## ACTIVITY
From the data below, restate every line word for word.

## DATA SHOWN
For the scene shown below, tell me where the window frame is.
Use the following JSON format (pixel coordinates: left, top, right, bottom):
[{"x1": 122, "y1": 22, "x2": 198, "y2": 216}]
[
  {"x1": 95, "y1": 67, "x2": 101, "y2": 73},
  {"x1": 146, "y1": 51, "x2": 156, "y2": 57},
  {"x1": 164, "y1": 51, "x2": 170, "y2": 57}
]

## RESULT FOR THIS TASK
For the scene shown below, tell me where the window frame is.
Use the following JSON format (pixel coordinates: left, top, right, bottom):
[{"x1": 122, "y1": 22, "x2": 198, "y2": 216}]
[
  {"x1": 95, "y1": 67, "x2": 101, "y2": 73},
  {"x1": 146, "y1": 51, "x2": 156, "y2": 57},
  {"x1": 164, "y1": 51, "x2": 170, "y2": 57}
]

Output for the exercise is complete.